- Listed records:
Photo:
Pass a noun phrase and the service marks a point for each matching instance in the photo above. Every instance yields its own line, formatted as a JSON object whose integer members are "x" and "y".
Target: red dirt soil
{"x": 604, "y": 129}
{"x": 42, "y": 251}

- Set task: Reproduce the rows above verbatim, preserving every character, line break, and the JSON formatting unchanged.

- The result:
Photo:
Pass a noun phrase and the service marks a point for each matching instance in the photo above. Every instance yields its own line, formatted as a JSON object whose integer members are "x" and "y".
Target: red dirt soil
{"x": 604, "y": 129}
{"x": 42, "y": 251}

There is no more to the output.